WHAT THIS TASK INVOLVES:
Each line from the first line of the entries through the line holding "the cabinet knob" is to be restated word for word; nothing else, and no picture, belongs in the answer.

### DATASET EXTRACT

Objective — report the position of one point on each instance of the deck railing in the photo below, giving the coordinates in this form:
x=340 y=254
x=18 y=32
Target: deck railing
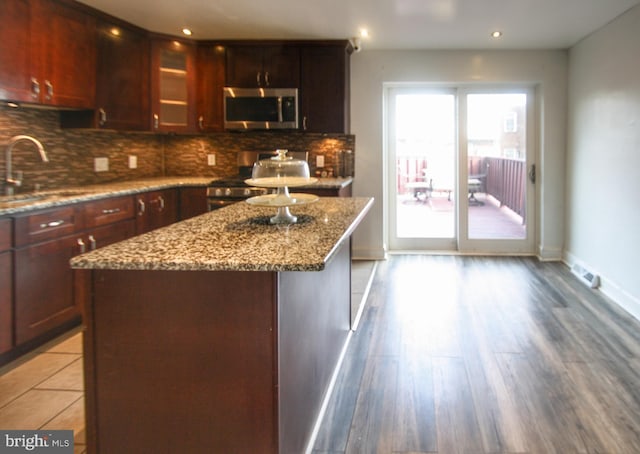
x=502 y=178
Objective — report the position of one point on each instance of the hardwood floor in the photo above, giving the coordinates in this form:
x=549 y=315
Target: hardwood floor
x=486 y=355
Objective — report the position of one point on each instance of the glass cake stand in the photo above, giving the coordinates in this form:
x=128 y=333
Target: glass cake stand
x=281 y=172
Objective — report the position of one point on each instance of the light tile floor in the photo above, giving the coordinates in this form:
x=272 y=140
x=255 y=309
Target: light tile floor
x=45 y=388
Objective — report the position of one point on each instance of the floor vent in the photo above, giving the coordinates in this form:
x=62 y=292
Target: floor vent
x=586 y=276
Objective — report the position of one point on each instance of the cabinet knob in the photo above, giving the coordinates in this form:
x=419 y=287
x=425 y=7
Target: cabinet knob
x=49 y=86
x=35 y=87
x=51 y=224
x=102 y=117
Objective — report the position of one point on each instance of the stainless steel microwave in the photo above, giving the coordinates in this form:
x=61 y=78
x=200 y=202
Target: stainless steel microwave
x=260 y=108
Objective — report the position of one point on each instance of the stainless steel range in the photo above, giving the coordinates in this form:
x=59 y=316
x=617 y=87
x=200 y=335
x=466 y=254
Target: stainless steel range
x=228 y=190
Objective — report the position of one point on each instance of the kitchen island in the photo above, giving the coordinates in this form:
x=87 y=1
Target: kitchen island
x=220 y=333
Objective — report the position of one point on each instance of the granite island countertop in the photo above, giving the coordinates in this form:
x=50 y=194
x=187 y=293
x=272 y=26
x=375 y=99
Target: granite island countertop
x=238 y=238
x=64 y=196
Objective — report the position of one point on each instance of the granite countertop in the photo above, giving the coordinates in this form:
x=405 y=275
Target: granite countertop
x=238 y=238
x=58 y=197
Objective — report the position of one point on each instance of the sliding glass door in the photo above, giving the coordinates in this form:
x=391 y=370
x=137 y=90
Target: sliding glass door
x=444 y=143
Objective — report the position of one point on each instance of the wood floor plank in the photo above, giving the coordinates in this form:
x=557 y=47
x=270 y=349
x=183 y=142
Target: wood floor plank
x=456 y=418
x=487 y=355
x=414 y=422
x=372 y=426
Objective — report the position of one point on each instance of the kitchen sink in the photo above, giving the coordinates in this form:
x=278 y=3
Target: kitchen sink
x=10 y=201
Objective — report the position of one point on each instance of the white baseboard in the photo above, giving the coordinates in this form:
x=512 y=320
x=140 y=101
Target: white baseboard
x=546 y=254
x=610 y=289
x=368 y=254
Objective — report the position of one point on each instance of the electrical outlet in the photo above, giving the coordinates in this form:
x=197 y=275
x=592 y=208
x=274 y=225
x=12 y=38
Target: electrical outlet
x=101 y=164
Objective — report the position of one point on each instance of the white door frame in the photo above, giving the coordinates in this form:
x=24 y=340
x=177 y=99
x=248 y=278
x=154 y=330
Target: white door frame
x=460 y=243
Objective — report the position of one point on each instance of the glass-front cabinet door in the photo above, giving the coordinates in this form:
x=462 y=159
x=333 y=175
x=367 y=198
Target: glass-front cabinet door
x=173 y=86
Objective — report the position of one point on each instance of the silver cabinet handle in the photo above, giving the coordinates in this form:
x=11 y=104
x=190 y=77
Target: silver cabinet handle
x=49 y=86
x=57 y=223
x=35 y=87
x=102 y=117
x=83 y=247
x=532 y=174
x=280 y=109
x=111 y=211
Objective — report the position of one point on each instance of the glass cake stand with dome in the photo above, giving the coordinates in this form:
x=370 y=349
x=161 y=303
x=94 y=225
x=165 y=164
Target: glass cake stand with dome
x=281 y=172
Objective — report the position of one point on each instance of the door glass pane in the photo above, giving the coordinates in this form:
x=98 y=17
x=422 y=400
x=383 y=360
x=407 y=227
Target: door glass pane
x=496 y=152
x=173 y=88
x=425 y=139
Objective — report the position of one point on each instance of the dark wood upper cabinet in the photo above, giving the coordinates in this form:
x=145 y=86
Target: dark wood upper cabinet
x=254 y=65
x=122 y=91
x=324 y=94
x=6 y=286
x=47 y=50
x=210 y=80
x=16 y=51
x=173 y=85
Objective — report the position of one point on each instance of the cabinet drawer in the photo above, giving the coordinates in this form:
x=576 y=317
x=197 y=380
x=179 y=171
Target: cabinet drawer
x=5 y=234
x=46 y=225
x=108 y=211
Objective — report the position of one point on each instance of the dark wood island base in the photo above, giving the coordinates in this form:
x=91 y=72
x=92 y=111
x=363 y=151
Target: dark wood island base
x=212 y=361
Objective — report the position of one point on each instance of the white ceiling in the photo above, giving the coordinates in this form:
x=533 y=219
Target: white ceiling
x=393 y=24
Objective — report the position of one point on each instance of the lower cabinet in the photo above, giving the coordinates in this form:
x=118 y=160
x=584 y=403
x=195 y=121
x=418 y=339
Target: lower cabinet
x=156 y=209
x=47 y=295
x=6 y=286
x=44 y=287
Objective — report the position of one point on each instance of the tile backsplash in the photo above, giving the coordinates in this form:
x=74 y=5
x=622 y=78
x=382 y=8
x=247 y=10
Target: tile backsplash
x=72 y=152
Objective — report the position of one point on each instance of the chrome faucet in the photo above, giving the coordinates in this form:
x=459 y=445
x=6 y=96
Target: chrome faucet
x=15 y=182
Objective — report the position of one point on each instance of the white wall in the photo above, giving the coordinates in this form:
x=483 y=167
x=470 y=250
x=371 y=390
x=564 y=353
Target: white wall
x=603 y=160
x=547 y=70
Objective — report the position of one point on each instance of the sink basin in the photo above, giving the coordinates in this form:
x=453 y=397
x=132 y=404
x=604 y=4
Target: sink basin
x=10 y=201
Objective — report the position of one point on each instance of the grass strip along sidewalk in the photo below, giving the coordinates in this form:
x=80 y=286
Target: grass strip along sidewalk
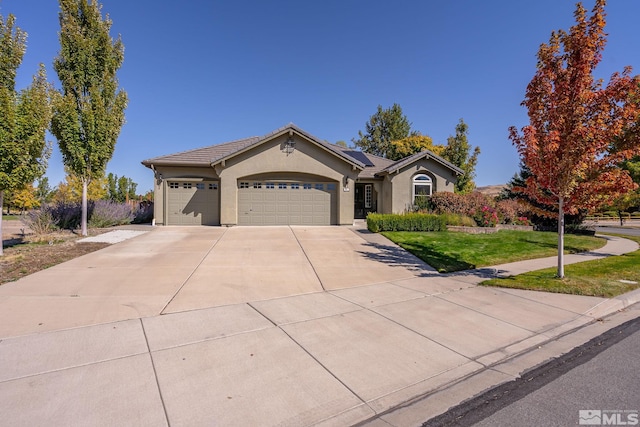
x=606 y=277
x=448 y=252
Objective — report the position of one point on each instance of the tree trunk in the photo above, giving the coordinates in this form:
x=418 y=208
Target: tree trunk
x=1 y=241
x=561 y=238
x=83 y=221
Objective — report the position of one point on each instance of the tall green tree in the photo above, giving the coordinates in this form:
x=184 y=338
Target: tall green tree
x=385 y=126
x=24 y=116
x=120 y=189
x=44 y=192
x=89 y=111
x=458 y=152
x=401 y=148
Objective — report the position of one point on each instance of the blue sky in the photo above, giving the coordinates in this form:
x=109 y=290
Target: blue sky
x=203 y=72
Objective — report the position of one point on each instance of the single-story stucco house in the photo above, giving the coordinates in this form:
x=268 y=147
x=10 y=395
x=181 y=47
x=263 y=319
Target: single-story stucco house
x=289 y=177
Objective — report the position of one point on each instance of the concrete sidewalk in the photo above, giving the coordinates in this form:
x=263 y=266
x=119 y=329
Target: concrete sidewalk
x=271 y=326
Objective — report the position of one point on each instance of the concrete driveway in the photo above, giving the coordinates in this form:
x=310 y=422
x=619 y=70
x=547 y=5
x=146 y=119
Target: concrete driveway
x=265 y=326
x=175 y=269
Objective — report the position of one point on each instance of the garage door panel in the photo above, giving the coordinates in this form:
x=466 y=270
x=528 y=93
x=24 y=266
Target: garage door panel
x=282 y=203
x=191 y=203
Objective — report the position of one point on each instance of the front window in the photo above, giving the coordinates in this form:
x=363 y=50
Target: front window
x=422 y=188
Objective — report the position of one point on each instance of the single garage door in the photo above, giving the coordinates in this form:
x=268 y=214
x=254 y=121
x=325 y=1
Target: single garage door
x=193 y=203
x=286 y=203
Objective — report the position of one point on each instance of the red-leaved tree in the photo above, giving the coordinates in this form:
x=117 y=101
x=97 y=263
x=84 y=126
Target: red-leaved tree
x=574 y=120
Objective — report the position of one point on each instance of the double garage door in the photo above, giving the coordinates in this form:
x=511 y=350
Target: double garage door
x=193 y=203
x=286 y=203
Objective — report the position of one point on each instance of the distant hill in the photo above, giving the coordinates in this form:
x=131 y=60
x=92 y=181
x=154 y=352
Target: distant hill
x=491 y=190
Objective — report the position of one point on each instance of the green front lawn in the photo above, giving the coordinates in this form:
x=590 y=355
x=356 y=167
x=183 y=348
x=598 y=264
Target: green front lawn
x=606 y=277
x=449 y=251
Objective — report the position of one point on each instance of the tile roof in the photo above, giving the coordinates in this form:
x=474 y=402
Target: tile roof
x=370 y=164
x=201 y=156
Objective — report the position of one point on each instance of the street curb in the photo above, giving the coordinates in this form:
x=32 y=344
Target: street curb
x=422 y=408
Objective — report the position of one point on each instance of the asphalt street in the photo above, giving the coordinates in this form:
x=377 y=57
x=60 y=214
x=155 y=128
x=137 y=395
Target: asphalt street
x=619 y=230
x=596 y=383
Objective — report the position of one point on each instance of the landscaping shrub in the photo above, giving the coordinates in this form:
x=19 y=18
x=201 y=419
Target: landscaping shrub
x=143 y=213
x=486 y=216
x=40 y=221
x=449 y=203
x=405 y=222
x=67 y=215
x=105 y=213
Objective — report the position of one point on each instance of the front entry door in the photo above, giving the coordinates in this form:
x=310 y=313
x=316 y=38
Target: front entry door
x=363 y=201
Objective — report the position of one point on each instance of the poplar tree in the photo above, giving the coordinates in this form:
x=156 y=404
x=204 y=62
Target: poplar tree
x=458 y=152
x=385 y=126
x=89 y=111
x=24 y=117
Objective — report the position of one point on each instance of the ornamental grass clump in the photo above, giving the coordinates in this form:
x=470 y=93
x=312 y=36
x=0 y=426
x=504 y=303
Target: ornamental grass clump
x=405 y=222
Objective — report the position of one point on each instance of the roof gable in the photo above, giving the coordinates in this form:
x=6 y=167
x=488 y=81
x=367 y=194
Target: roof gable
x=200 y=156
x=290 y=128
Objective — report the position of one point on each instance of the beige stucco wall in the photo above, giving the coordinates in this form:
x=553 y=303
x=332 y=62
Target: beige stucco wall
x=307 y=161
x=398 y=186
x=271 y=158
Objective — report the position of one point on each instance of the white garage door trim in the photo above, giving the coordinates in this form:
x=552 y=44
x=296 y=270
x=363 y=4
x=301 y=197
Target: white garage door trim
x=279 y=202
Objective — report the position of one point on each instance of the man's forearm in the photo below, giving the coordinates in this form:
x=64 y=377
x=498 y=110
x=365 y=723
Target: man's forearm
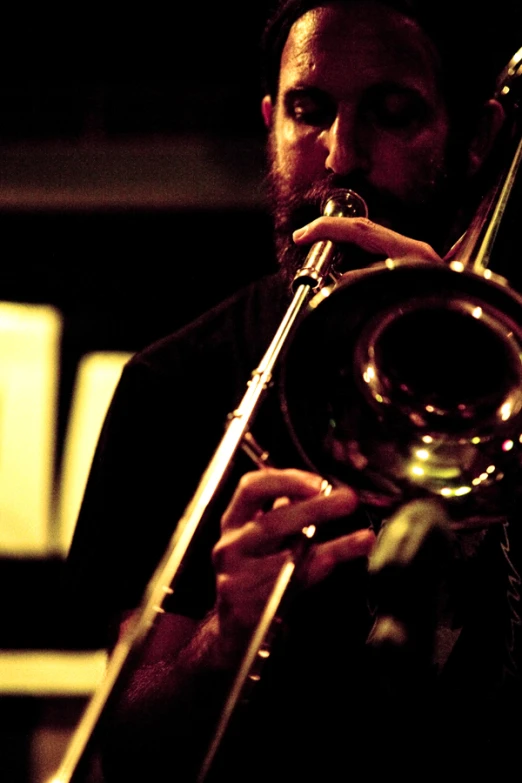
x=169 y=709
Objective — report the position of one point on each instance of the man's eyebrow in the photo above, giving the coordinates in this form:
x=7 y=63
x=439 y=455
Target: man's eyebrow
x=303 y=91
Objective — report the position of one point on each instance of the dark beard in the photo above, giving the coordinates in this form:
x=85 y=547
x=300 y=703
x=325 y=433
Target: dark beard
x=430 y=217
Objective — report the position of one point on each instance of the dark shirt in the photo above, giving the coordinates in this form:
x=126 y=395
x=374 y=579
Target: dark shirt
x=326 y=703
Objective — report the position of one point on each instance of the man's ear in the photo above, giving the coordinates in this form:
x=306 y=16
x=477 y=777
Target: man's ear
x=493 y=116
x=267 y=109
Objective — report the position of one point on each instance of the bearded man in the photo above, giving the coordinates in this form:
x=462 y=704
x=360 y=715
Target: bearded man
x=360 y=95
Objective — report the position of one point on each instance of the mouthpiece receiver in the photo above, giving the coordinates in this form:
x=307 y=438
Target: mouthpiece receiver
x=322 y=254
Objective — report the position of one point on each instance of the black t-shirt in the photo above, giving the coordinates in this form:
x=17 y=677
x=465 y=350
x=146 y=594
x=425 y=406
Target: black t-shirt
x=324 y=707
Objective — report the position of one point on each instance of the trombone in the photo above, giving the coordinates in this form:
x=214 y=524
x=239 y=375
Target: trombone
x=445 y=445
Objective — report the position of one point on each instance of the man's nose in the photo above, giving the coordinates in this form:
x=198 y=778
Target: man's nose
x=346 y=150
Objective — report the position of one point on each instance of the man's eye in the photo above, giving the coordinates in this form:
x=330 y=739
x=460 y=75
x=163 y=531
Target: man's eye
x=397 y=110
x=309 y=111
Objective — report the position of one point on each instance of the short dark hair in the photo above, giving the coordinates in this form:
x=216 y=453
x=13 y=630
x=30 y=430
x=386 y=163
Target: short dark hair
x=472 y=50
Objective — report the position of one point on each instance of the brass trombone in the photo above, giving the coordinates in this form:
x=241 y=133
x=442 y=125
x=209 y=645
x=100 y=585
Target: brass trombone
x=442 y=437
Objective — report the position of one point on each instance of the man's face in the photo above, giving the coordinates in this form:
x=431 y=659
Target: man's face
x=359 y=106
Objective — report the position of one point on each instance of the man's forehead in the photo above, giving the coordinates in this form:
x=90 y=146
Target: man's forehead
x=358 y=40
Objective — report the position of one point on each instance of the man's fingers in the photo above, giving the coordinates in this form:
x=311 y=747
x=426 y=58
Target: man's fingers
x=369 y=236
x=324 y=557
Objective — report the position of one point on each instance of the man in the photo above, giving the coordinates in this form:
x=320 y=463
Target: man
x=359 y=95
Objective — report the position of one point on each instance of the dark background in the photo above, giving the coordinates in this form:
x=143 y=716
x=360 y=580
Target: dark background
x=131 y=198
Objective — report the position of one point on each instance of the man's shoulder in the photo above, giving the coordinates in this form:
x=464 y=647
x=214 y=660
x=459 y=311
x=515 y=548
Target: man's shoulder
x=241 y=324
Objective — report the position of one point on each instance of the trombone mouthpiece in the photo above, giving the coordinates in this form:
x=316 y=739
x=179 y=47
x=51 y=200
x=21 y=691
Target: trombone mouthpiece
x=340 y=202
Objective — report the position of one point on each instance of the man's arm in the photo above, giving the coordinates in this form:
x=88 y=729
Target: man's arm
x=174 y=699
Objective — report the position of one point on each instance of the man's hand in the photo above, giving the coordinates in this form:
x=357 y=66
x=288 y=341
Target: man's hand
x=267 y=512
x=369 y=236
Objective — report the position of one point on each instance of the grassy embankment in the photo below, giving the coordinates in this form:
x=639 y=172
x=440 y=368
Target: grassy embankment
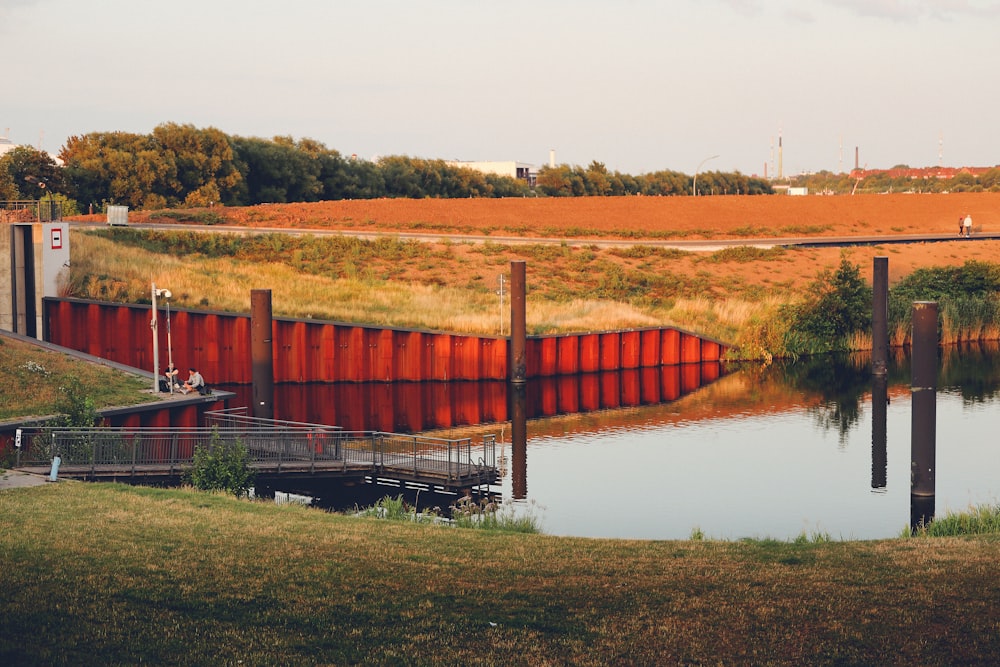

######

YOUR RESPONSE:
Objective — report the position of one point on each instance of the deck railing in the photo below, giving the coordinates in this form:
x=340 y=254
x=18 y=32
Target: deck railing
x=502 y=178
Objective — report the position of one point on each instance of the hardwood floor in the photo above, giving the coordinates in this form:
x=549 y=315
Target: hardwood floor
x=486 y=355
Objective — report the position of one point on each instance of the glass cake stand in the photo above, giving the coordinates in this form:
x=128 y=333
Target: glass cake stand
x=281 y=172
Objective — report the position of one point on each instance of the light tile floor in the photo above, giving the coordinates in this form:
x=272 y=140
x=255 y=309
Target: light tile floor
x=45 y=388
Objective — report the position of one point on each instance of the floor vent in the photo above, giving the coordinates in this form:
x=62 y=292
Target: floor vent
x=586 y=276
Objective — report the position of one point on each instance of the cabinet knob in the photo above, giving the coordinates in this form:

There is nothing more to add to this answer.